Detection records
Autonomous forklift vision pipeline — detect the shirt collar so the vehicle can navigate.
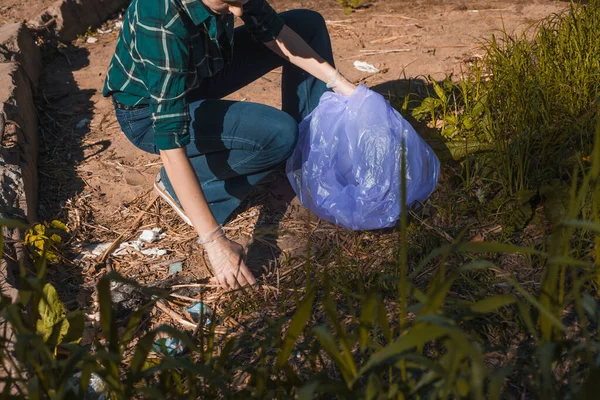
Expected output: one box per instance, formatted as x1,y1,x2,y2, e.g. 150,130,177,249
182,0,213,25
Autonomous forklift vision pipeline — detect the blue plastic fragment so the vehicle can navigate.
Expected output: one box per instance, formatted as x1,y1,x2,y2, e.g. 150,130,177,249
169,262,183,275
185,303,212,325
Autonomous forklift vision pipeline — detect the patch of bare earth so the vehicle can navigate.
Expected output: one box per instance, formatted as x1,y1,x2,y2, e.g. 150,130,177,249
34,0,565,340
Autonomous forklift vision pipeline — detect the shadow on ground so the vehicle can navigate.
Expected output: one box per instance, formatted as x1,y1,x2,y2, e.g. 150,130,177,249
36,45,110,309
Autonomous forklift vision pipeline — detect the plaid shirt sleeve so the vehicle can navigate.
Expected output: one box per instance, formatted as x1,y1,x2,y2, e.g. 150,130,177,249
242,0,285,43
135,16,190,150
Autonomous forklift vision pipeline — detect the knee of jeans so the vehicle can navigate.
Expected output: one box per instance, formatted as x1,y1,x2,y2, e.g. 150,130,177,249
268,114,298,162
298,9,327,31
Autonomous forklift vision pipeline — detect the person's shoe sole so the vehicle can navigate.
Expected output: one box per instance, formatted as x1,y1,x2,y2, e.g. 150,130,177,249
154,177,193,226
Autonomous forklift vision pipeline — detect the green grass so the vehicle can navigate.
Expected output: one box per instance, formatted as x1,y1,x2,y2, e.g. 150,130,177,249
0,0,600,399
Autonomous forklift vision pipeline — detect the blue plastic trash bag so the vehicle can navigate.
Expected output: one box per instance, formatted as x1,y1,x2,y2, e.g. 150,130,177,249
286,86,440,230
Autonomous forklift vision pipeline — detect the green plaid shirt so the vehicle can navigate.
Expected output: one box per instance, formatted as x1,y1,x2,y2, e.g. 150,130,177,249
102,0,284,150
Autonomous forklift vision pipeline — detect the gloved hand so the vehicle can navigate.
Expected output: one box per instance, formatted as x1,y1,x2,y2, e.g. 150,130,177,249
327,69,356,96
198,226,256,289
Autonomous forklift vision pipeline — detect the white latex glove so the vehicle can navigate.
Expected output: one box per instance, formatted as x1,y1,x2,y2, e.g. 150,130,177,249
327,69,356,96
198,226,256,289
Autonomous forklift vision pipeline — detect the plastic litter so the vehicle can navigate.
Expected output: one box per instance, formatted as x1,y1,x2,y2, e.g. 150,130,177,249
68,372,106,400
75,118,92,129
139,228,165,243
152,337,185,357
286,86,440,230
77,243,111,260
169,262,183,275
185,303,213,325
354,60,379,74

Directions:
Give every line of the records above as a numbered list, skipping blank lines. Leave the pictures out.

Response to this exercise:
1. Autonomous forklift vision pipeline — detect the shirt collar so the vehicle can navigate.
2. Expected output: one box per instance, formatted as x1,y1,x2,y2, e.g. 150,130,177,249
3. 182,0,213,25
4. Autonomous forklift vision pipeline — detect the blue plastic fragment so the vehicle can navigate.
5. Expected output: one box per instance, formatted as x1,y1,x2,y2, e.g. 150,130,177,249
6. 169,262,183,275
7. 185,303,212,325
8. Autonomous forklift vision pipeline — detect the patch of bare earth so the vehicle can navigate.
9. Expected output: one box per instance, formatted as x1,y1,x2,y2, e.g. 150,130,177,249
10. 34,0,565,340
11. Autonomous forklift vision pipeline — detect the shadow on ground so the vehicle can navigate.
12. Expected output: one box per instance, formatted as x1,y1,x2,y2, e.g. 150,130,177,249
13. 36,45,110,309
14. Autonomous forklift vision pipeline — detect the plaid shirt sleeve so the vehicle can navigate.
15. Expected output: one box per instance, formatted as x1,y1,x2,y2, e.g. 150,130,177,249
16. 242,0,285,43
17. 135,16,190,150
18. Autonomous forklift vision pipeline — detect the knee of jeans so the vehicle can navigate.
19. Expected output: one box per instance, formatted as x1,y1,x2,y2, e.g. 150,130,177,249
20. 268,114,298,162
21. 298,9,327,31
22. Autonomous forklift vision pipeline — detect the person's shoe sole so the vehicle can navigate.
23. Expected output: one box per instance, formatted as x1,y1,x2,y2, e.g. 150,130,177,249
24. 154,177,193,226
25. Autonomous forklift vision pipeline — detect the green grass so the vehicle can navigate.
26. Expected output: one box per instance, formatted as x1,y1,x2,y2, e.g. 150,130,177,249
27. 0,0,600,399
28. Autonomous forklift vision pipeline — detect the blue plastic trash bag so the vehicle can navigate.
29. Expected output: one box per instance, formatted as x1,y1,x2,y2, e.g. 150,130,177,249
30. 286,86,440,230
31. Autonomous forklift vision pipeline — detect the green plaid shirt so the vehicle can navigate.
32. Expected output: one box per instance, formatted as x1,y1,x2,y2, e.g. 150,130,177,249
33. 102,0,284,150
34. Autonomous forklift vision pipeline — detect the gloved hand so the vehicle can navigate.
35. Expected output: one box per instance, formatted as x1,y1,x2,y2, e.g. 150,130,177,249
36. 327,69,356,96
37. 198,226,256,289
38. Autonomous forklift vision pipeline — detect the white latex glove so the vehicle can navigate.
39. Expected output: one box per instance, formatted as x1,y1,x2,y2, e.g. 150,130,177,249
40. 327,69,356,96
41. 198,226,256,289
42. Autonomous forklift vision pipeline — detect the plastic litter so the vehicle can navigate.
43. Expected output: one box per instance, formatted as x1,y1,x2,y2, e.g. 150,130,177,249
44. 68,372,106,400
45. 75,118,92,129
46. 139,228,165,243
47. 152,337,185,357
48. 286,86,440,230
49. 77,243,111,260
50. 169,262,183,275
51. 185,303,213,325
52. 354,60,379,74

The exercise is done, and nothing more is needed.